- Challenge: List every line below that contains the word "hair", copying each one in full.
◇ ◇ ◇ ◇ ◇
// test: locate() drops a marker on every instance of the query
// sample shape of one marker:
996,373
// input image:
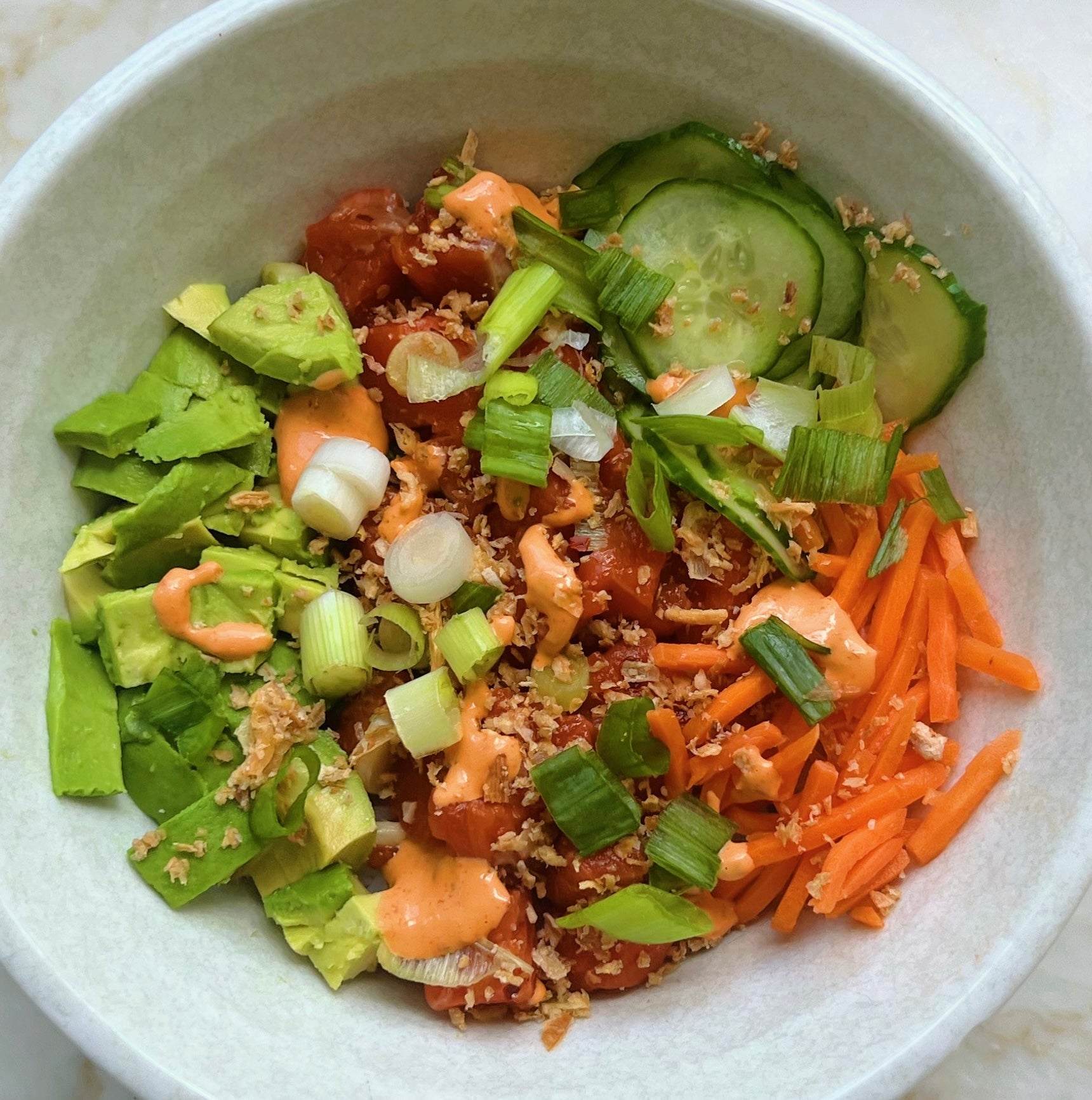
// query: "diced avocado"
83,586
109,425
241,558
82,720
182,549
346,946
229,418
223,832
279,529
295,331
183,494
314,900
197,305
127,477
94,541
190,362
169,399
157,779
◇ ◇ ◇ ◇ ◇
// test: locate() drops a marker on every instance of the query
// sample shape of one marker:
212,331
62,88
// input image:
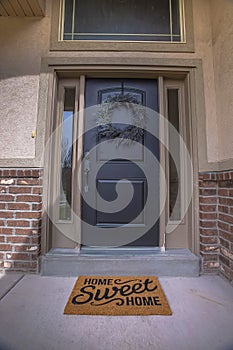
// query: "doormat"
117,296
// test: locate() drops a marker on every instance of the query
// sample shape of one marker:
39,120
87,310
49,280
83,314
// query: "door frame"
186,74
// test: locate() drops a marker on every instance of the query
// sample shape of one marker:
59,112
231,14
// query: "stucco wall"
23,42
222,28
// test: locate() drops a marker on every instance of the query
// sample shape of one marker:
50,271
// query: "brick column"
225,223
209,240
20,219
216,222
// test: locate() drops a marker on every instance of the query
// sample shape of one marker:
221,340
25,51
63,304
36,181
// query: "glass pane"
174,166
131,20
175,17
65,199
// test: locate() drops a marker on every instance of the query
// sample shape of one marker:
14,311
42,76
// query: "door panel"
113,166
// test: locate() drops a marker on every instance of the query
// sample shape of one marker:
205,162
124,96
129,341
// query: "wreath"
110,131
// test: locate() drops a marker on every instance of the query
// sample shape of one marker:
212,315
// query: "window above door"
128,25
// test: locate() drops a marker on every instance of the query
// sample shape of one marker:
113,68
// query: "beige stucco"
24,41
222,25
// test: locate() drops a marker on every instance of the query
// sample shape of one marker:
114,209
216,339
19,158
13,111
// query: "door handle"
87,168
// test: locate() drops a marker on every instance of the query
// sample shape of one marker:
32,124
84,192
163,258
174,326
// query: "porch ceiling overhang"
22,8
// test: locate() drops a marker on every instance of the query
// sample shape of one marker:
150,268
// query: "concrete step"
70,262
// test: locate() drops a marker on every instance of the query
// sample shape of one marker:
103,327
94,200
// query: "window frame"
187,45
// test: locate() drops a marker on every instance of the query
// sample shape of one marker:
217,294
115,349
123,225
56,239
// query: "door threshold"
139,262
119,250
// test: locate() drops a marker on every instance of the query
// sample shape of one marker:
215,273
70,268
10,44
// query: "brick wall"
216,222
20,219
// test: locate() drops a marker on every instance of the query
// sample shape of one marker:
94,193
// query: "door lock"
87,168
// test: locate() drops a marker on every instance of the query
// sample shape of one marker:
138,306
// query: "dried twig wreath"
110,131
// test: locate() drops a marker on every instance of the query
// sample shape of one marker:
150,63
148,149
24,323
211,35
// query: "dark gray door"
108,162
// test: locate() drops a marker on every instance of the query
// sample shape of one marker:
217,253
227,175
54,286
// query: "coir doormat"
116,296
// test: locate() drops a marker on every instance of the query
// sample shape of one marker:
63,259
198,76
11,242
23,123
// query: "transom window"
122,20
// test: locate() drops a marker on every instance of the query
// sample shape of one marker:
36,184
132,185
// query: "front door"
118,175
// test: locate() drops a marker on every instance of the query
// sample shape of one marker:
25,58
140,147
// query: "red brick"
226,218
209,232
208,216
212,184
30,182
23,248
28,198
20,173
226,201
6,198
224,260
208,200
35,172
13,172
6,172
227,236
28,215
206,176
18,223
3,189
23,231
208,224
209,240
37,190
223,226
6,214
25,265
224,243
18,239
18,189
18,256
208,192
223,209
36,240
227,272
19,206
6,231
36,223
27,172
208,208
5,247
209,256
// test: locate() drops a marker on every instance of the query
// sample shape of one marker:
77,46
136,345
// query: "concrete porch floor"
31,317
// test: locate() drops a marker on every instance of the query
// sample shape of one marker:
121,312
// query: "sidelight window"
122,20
◇ ◇ ◇ ◇ ◇
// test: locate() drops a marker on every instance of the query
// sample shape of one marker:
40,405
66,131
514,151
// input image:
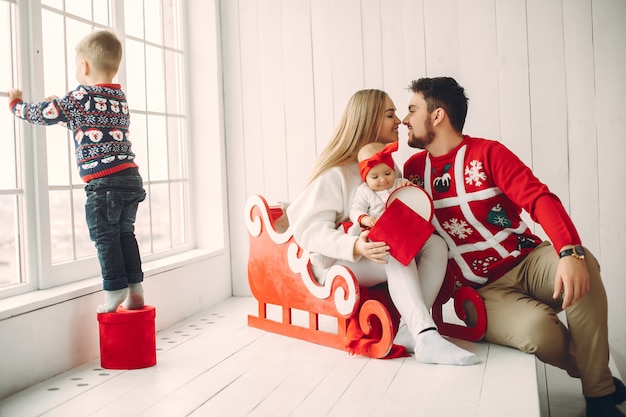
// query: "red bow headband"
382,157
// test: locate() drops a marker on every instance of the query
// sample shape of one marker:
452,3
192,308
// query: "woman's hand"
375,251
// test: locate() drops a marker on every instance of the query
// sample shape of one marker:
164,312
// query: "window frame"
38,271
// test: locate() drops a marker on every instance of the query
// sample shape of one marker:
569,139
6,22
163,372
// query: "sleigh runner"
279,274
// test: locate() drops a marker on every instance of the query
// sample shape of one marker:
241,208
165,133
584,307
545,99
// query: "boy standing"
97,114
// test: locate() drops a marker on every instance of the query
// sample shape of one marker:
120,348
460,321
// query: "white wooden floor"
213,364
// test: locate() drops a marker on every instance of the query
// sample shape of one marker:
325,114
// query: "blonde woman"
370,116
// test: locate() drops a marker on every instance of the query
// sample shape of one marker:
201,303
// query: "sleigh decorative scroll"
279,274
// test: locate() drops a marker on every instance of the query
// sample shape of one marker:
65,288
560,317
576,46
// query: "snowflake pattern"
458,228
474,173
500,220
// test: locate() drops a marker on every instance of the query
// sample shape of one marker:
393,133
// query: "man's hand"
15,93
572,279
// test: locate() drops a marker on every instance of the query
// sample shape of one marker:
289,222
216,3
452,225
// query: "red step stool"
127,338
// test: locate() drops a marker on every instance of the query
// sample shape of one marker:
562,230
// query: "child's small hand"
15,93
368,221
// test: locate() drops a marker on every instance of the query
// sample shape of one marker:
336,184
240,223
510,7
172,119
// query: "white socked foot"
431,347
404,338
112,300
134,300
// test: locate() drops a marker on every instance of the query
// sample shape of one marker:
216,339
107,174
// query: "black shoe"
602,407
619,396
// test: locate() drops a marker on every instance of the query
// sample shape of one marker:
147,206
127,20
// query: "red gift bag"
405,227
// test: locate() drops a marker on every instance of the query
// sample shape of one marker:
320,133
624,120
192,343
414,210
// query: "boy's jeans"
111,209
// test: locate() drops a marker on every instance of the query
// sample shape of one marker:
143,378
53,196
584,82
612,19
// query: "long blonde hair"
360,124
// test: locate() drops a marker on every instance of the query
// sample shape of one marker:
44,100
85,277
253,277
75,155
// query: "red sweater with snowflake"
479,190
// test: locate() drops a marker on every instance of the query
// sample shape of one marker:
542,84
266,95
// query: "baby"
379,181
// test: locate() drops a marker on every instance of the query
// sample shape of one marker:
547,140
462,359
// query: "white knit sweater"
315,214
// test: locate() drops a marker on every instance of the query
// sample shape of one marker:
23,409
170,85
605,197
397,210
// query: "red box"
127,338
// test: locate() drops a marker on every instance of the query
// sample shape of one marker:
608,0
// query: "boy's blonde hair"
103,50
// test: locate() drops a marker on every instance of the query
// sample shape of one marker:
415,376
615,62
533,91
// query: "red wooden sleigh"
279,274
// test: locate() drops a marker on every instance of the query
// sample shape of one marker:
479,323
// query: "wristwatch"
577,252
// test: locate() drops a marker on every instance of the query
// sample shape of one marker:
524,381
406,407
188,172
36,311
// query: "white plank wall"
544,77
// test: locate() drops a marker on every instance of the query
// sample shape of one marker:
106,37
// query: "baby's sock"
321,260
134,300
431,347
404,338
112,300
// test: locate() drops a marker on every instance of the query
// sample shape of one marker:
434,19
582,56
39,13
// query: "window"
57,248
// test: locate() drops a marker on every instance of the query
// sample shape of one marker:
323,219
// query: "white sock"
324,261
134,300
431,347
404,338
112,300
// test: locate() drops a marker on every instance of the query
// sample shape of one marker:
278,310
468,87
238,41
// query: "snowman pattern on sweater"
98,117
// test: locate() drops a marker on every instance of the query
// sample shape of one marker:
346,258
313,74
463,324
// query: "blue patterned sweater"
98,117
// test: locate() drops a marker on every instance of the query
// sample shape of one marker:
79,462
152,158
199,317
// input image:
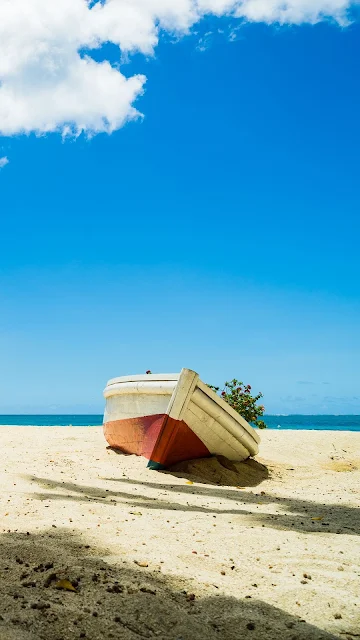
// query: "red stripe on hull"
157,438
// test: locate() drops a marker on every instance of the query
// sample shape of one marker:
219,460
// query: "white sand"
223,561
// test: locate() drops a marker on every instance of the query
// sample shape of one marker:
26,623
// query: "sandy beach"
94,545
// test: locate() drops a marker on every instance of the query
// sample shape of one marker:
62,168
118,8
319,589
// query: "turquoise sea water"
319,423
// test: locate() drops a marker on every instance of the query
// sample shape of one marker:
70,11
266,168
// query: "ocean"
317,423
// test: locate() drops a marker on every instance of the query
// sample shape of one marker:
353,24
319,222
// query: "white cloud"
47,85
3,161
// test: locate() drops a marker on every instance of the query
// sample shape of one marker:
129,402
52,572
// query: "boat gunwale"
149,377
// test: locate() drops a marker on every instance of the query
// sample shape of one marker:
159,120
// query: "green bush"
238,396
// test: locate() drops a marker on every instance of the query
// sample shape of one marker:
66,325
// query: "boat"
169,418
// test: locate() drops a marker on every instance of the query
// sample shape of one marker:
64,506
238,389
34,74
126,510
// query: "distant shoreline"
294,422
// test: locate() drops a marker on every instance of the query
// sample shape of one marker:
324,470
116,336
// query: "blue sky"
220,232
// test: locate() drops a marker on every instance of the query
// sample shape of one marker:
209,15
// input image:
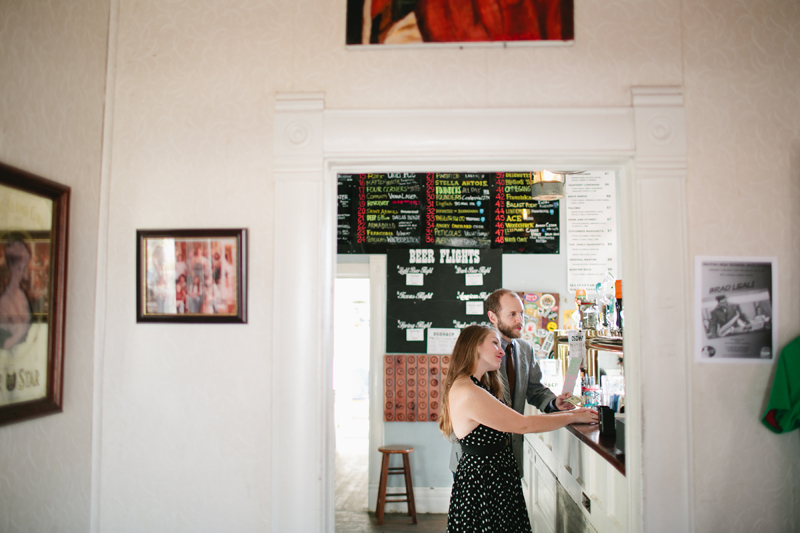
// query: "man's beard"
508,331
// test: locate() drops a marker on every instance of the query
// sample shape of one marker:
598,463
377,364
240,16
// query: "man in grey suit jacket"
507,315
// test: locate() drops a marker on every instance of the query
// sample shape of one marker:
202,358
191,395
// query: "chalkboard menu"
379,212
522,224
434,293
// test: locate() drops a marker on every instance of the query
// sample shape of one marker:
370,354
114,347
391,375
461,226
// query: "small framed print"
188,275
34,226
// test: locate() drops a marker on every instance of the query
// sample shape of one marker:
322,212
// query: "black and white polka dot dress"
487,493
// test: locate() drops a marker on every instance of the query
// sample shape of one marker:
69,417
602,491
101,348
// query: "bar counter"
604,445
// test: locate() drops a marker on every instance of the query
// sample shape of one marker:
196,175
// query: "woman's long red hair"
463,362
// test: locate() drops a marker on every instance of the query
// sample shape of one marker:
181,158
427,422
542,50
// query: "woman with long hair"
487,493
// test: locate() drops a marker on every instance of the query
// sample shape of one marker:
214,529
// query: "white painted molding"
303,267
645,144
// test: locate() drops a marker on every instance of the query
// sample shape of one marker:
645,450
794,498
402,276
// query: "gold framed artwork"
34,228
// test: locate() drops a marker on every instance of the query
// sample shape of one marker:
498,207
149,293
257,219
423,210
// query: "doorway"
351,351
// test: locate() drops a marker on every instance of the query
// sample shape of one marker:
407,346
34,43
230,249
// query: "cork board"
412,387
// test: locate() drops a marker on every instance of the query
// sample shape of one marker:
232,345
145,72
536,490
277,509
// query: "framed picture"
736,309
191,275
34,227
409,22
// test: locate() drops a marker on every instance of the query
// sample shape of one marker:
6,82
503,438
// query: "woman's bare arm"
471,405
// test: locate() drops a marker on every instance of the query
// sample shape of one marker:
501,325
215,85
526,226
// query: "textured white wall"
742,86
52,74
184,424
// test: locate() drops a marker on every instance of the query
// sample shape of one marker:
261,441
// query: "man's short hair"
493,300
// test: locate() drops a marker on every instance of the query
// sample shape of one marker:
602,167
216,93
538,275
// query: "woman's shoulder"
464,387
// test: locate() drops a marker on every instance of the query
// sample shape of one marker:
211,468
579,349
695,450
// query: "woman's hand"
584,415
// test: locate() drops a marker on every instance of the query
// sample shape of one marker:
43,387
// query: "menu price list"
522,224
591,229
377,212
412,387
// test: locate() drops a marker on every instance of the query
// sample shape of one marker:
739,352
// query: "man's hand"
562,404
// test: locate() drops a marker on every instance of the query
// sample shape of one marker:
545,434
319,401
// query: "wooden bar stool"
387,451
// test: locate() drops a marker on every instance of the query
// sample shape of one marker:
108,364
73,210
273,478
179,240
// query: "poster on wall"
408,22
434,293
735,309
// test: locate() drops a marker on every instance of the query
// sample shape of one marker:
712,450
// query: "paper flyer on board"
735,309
◇ ◇ ◇ ◇ ◇
- Answer:
// query: "long blonde hair"
// query: "boy's blonde hair"
// query: "woman's long red hair"
// query: "woman with long hair"
// query: "man's short hair"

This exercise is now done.